▶ PASSAGE:
══════════

Is this possible that Cor(X,Y)=0.99Cor(X, Y)=0.99, Cor(Y,Z)=0.99Cor(Y, Z)=0.99 but Cor(X,Z)=0Cor(X, Z)=0?

Question 1

Let $X$ , $Y$ , and $Z$ are three random variables. Intuitively, I think that it is impossible to have $Cor(X, Y)=0.99$ , $Cor(Y, Z)=0.99$ but $Cor(X, Z)=0$ . My intuitive thought is that $X$ and $Z$ are nearly linearly correlated to $Y$ . Hence, they are more or less linearly correlated, which makes the last equality impossible.

I pose this question because of the question and the comments (include my comments) here.

In general, as some others point out, I agree that it is possible that for some $\rho>0$ we may have $Cor(X, Y)=\rho, Cor(Y, Z)=\rho \mbox{ and } Cor(X, Z)=0 \qquad (1).$

My questions are:

Do you think that (1) is wrong when $\rho$ is close to 1, e.g., 0.99?

══════════

▶ INFORMATION PROVIDED:

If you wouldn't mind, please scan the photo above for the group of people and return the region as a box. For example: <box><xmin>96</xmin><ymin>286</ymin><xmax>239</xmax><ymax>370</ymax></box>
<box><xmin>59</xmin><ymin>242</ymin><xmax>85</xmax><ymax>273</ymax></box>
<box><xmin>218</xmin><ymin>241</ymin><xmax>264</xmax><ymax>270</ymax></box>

══════════

▶ GOAL A: Please translate this sentence from the correlation question into Spanish: "My intuitive thought is that $X$ and $Z$ are nearly linearly correlated to $Y$."
▶ GOAL B: Write the next part of the correlation question, picking up after its last line and not drawing on the data.

▶ EXERCISE RESULT A: Mi idea intuitiva es que $X$ y $Z$ están casi linealmente correlacionadas con $Y$.

▶ EXERCISE RESULT B:
If (1) is wrong when $\rho$ is close to 1, what is the maximum value of $\rho$ so that (1) can be correct?

Question 2

The correlation matrix needs to be positive semi-definite with non-negative eigenvalues. The eigenvalues of the correlation matrix are the solutions of
$\left| \begin{matrix} 1-\lambda & \rho & \rho \\ \rho & 1-\lambda & 0 \\ \rho & 0 & 1-\lambda \end{matrix} \right| =(1-\lambda)\big((1-\lambda)^2-2\rho^2)\big) =0$
so the eigenvalues are $1$ and $1\pm\sqrt{2}\rho$ . These are all non-negative for
$-\frac1{\sqrt{2}} \le \rho \le \frac1{\sqrt{2}}.$

Is this possible that Cor(X,Y)=0.99Cor(X, Y)=0.99, Cor(Y,Z)=0.99Cor(Y, Z)=0.99 but Cor(X,Z)=0Cor(X, Z)=0?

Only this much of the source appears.